WHAT IS REQUIRED:
Among the records, find the lines that hold the string "hijab" and return them.

AVAILABLE RECORDS:
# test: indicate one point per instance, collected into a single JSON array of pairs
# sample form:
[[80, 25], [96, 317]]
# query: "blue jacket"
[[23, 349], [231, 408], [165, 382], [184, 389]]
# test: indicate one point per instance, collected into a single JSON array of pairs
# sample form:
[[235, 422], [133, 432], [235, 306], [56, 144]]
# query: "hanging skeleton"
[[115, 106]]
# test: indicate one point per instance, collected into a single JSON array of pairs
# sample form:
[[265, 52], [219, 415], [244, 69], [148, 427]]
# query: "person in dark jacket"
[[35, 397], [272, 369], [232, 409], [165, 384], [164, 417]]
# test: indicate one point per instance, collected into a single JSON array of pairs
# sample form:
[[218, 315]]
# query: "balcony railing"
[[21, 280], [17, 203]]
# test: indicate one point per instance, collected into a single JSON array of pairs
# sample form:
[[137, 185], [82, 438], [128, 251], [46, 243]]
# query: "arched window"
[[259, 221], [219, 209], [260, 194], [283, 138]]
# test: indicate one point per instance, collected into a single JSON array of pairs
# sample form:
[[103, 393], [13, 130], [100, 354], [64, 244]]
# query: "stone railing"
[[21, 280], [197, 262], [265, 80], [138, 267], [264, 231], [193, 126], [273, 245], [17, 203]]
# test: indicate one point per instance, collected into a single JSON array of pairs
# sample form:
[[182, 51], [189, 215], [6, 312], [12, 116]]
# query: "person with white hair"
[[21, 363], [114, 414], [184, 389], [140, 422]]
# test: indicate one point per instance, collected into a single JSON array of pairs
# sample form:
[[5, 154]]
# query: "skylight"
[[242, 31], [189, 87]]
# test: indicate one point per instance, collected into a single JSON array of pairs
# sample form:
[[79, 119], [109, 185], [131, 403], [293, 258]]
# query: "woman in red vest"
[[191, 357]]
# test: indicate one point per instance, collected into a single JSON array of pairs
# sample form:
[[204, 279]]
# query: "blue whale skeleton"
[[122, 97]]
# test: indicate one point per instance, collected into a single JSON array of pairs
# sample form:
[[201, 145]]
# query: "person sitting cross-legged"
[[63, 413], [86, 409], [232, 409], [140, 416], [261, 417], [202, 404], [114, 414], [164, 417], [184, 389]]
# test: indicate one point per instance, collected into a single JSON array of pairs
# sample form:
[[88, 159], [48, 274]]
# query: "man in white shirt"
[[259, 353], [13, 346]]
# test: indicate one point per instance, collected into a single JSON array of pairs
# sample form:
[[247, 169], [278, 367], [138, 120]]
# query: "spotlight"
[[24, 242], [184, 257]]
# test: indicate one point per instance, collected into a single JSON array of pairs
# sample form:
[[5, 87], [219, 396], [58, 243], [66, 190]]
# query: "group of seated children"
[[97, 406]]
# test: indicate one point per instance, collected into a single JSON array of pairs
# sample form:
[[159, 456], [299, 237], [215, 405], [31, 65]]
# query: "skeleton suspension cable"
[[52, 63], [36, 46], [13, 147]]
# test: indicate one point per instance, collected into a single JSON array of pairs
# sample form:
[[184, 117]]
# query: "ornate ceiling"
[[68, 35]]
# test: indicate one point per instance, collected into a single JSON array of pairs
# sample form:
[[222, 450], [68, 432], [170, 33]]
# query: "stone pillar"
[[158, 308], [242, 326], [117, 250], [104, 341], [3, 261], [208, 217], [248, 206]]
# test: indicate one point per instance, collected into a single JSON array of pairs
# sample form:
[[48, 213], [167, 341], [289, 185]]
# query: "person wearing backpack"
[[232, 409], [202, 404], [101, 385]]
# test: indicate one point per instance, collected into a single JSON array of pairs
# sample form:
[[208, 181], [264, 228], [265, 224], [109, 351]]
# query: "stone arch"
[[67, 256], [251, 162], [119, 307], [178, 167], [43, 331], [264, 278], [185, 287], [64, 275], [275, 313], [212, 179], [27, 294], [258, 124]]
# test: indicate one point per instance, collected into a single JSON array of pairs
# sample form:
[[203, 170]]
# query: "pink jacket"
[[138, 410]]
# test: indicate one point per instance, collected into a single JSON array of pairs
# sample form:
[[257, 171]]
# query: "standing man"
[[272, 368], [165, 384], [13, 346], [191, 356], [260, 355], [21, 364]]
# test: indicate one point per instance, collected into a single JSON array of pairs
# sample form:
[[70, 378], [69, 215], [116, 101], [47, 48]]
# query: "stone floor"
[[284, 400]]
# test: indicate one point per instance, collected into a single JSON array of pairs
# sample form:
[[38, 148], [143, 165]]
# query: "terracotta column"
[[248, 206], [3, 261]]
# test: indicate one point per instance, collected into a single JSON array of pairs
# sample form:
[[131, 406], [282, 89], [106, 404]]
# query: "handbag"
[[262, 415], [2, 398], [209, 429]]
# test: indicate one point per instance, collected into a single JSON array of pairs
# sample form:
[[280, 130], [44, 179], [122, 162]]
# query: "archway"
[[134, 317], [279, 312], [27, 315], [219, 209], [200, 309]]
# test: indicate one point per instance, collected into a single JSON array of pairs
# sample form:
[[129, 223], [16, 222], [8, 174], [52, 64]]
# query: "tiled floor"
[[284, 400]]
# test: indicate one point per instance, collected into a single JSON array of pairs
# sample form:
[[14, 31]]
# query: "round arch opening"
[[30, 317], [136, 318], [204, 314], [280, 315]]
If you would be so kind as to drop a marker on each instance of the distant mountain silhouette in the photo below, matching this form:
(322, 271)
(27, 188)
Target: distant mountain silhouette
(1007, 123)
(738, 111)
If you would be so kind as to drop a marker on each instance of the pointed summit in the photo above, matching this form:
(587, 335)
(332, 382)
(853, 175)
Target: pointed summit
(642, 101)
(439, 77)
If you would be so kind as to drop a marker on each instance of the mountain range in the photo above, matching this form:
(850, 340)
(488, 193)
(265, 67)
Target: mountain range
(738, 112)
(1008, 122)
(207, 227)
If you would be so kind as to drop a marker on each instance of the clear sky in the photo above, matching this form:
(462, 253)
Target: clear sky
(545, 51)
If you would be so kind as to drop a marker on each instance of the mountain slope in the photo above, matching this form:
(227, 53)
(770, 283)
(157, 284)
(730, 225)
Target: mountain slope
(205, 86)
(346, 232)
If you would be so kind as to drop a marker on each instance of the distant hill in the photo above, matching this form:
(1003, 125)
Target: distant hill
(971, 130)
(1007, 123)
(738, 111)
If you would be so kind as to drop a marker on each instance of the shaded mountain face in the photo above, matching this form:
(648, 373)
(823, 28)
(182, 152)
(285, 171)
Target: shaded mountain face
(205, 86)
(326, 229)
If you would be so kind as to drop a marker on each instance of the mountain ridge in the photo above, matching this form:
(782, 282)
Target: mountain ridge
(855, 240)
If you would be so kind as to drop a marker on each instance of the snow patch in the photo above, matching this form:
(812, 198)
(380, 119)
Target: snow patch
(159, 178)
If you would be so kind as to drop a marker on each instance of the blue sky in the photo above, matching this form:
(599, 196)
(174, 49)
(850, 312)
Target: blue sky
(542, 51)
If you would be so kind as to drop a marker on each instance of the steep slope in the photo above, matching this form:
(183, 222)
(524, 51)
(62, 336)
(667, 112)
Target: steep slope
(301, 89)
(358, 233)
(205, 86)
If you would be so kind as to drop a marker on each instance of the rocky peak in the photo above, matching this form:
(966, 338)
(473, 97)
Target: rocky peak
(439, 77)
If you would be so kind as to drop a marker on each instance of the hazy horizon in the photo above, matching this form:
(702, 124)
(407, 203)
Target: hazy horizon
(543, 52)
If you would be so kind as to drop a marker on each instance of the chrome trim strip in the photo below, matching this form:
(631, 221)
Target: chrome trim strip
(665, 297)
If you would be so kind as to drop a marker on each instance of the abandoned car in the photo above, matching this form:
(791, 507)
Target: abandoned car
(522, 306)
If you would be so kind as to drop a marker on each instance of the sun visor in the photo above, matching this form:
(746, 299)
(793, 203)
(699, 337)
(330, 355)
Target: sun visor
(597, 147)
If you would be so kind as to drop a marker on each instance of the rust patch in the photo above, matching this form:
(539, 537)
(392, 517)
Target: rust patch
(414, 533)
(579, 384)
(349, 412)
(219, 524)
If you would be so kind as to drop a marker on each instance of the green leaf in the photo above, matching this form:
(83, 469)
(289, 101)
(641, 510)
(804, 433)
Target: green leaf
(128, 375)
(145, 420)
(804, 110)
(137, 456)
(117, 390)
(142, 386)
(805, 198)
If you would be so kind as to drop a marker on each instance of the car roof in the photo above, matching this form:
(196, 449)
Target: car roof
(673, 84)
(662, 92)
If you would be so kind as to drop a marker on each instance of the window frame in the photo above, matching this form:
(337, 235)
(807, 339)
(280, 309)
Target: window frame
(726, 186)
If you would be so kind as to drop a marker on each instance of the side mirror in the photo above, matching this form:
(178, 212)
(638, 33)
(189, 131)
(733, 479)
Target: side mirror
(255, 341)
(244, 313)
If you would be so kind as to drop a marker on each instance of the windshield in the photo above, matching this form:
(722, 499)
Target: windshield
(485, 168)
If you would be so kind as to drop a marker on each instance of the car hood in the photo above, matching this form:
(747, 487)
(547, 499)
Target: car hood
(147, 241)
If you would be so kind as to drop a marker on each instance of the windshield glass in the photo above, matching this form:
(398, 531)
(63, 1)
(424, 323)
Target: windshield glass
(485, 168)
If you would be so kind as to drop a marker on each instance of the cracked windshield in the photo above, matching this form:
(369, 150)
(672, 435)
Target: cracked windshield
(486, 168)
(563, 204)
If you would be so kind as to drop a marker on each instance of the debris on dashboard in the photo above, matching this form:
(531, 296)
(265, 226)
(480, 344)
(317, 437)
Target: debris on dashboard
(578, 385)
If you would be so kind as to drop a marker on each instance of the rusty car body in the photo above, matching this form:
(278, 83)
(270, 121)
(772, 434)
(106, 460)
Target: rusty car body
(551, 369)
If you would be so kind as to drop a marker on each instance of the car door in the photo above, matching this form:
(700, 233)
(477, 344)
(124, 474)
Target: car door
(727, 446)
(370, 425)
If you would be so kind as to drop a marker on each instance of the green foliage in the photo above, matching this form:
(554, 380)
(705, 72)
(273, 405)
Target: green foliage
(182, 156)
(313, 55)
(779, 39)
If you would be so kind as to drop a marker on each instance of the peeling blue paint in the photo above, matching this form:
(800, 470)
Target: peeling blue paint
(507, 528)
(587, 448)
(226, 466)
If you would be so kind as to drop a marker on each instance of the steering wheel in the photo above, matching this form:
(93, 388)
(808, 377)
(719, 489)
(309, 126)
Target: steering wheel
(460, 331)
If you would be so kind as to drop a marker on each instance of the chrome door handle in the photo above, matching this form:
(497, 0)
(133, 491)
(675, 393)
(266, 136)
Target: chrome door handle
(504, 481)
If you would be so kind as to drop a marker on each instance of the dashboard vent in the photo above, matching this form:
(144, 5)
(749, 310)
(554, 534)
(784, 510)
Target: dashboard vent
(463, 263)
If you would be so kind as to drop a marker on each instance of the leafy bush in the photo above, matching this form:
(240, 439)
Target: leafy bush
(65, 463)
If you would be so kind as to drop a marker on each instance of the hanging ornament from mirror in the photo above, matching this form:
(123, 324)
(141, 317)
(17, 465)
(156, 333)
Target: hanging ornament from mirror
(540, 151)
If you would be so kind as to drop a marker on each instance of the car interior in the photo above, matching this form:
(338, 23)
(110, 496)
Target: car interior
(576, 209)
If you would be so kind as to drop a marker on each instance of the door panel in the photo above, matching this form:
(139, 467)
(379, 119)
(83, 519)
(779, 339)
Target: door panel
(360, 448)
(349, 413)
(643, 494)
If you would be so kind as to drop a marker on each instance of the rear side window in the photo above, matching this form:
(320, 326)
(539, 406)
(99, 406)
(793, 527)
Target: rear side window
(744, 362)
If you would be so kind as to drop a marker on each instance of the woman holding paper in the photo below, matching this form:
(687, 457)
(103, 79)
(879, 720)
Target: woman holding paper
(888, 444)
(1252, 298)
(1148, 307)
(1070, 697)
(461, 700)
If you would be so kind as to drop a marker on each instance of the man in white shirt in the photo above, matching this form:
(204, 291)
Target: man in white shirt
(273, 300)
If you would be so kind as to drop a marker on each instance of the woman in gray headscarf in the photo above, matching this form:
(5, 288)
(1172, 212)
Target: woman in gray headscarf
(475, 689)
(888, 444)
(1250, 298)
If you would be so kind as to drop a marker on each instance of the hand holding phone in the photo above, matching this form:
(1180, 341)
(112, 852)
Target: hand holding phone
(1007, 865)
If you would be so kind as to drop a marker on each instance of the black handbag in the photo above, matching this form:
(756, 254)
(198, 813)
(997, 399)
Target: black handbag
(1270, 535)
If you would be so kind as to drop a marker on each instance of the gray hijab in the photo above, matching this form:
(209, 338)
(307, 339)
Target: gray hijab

YOUR SOLUTION:
If you would be so kind as to drop a marker on each instance of the gray hijab in the photo above, matching this form:
Target: gray hijab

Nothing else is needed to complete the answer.